## Parts of the exercise:
(1) From the introduction on the African Continental Free Trade Area, list every item that the agreement would allow to move freely.
(2) Write the next part of the introduction on the African Continental Free Trade Area, picking up after its final sentence.

## Text excerpt:
Introduction

Economic growth, industrialisation, sustainable development, regional cooperation and integration in Africa are just a few of the desires and expectations riding on the African Continental Free Trade Area (AfCFTA).

At this time of COVID-19-induced economic and social woes, the AfCFTA has been hailed as a continental comeback strategy, and as a way for Africa to reposition itself on a global stage. The formation of new markets, the projections for higher employment numbers, more diverse products and the stimulation of industrialisation pathways are part of the vision for the AfCFTA as African economic integration is realised.

The COVID-19 pandemic has induced a crisis in the 'real economy' of production and not merely within the financial sphere (as was the case in the 2007- 2009 global financial crisis). This makes it is even more important that the AfCFTA reinforces counter-cyclical interventions that reposition African economies within a global economy faced with the threat of a long-term deflationary period.

The agreement has come a long way since 2012 when heads of state in the African Union decided on its establishment. Since its adoption in 2018 in Rwanda, 54 countries have signed the AfCFTA agreement, meaning all African countries except Eritrea have shown intent to participate.

Removing tariffs on 90% of traded goods and allowing services, commodities, products and people free movement are among some of the basic protocols to counter trade barriers and slow development on the continent.

The agreement aims to boost trade by 52% by harmonising a market of 1.2 billion people to become the world's biggest free trade market. The operational phase was launched in 2019 after 30 countries had ratified the agreement.

But Africa is not a country. It is a diverse and divided continent with varieties of capitalism, some tightly controlled by the state, some more liberal. A snapshot of the 54 country signatories gives an indication of the nature of the diversity.

## Information provided:
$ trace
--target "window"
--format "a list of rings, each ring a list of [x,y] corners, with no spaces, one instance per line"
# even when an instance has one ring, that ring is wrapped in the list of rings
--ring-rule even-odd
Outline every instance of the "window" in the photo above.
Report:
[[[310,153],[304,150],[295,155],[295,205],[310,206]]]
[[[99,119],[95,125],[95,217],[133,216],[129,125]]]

## Your written answers:
(1) services, commodities, products, people

(2)
Underpinning the economic, legal, policy and social issues is a commitment to a vision of Pan-Africanism - an idea initially championed by Ghana's first President, Kwame Nkrumah, during the 1960s.

This idea must now hold the AfCFTA together as the key instrument for addressing many African challenges, including boosting the continent's development to improve socio-economic conditions for African people, and decolonising inherited systems of governance and ways of doing business.

African Union (AU) Chairperson and South African President, Cyril Ramaphosa, was clear on this point at the February 2020 AU summit where the AfCFTA Secretary-General was elected. He is quoted as saying, 'the era of economic colonialism and imperialism, under which Africa was a pit stop in the global assembly line, has passed'.

The agreement has the potential for catalytic change but, at the same time, poses challenges and even raises the possibility of losses to individual countries, smaller regions and smaller businesses.

In assessing the potential impact of AfCFTA, it is necessary to consider the obdurate conditions that persist through a particular understanding of an economy and the rules of that game.